• [DOCUMENT TEXT]:
________________________________________
French aristocrat, lawyer and politician

François-Xavier Joseph de Casabianca (27 June 1796 – 24 May 1881) was a French aristocrat, lawyer and politician who served as minister of agriculture and commerce, minister of finance, and president of the council of state in the government of Louis Napoleon.

==Early years==

De Casabianca was born in Nice, Alpes-Maritimes, on 27 June 1796 to François-Louis-Camille-Giocante de Casabianca (1776–1837) and Maria-Ilaria (1773–1835), and was nephew of Raphaël, Comte de Casabianca. The family had contributed to the annexation of that island to France.

De Casabianca obtained good grades at the lycée Napoléon, studied law at the University of Paris, and in 1820 he became a member of the bar of Bastia, in Corsica, practicing as a lawyer until 1848. Since he was a Bonapartist, the government of King Louis Philippe I kept him away from public office.

==Representative and minister==

After the February Revolution, on 23 April 1848 de Casabianca was elected to the constituent assembly as representative of Corsica. He joined the majority and generally voted with the right. After the presidential election of 10 December 1848 he became one of the most zealous supporters of the president, Prince Louis Napoleon. He was reelected on 13 May 1849 as representative of Corsica in the legislative assembly. He continued to support the president, while joining the monarchist majority in votes. However, he abandoned the majority when conflict broke out with Louis Napoleon.

On 26 October 1851 de Casabianca joined the cabinet as minister of agriculture and commerce after the retirement of Léon Faucher, and after a few weeks became minister of finance, a position held at the time of the coup of 2 December 1851. When told by Louis-Napoleon of the planned coup the day before it took place, de Casabianca refused on principle to participate and was temporarily relieved of office. On 22 January 1852 de Casabianca was charged with organizing the new ministry of state. He left office on 28 July 1852 and entered the senate, where he voted for the establishment of the Second French Empire, and continued to vote with the majority.

==Later years==

By a decree of 5 March 1864 de Casabianca was named attorney general at the court of accounts. During the Franco-Prussian War (19 July 1870 – 10 May 1871), on 4 September 1870 he returned to private life. He briefly returned to politics when he was elected on 14 May 1876 as deputy for the Bastia district. He sat on the right with the Appel au peuple party. He did not stand in the 1877 elections. De Casabianca was named a grand officer of the Legion of Honour in 1858. He died in Paris on 24 May 1881.
________________________________________
• [RAW DATA]:
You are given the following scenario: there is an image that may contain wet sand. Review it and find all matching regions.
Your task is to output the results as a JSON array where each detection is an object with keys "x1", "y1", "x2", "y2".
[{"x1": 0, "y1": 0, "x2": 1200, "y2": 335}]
________________________________________
• [DIRECTIONS]:
A: From the Casabianca biography, extract the passage between "François-Xavier Joseph de" and "of Louis Napoleon.", inclusive.
B: According to the Casabianca biography, why did the government of King Louis Philippe I keep de Casabianca away from public office?
C: List every person named in the Casabianca biography other than François-Xavier Joseph de Casabianca himself.
The listing is not needed for anything here.

• [YOUR RESPONSES]:
A:
François-Xavier Joseph de Casabianca (27 June 1796 – 24 May 1881) was a French aristocrat, lawyer and politician who served as minister of agriculture and commerce, minister of finance, and president of the council of state in the government of Louis Napoleon.

B: The government kept him away from public office because he was a Bonapartist.

C:
- François-Louis-Camille-Giocante de Casabianca
- Maria-Ilaria
- Raphaël, Comte de Casabianca
- Louis Napoleon
- King Louis Philippe I
- Léon Faucher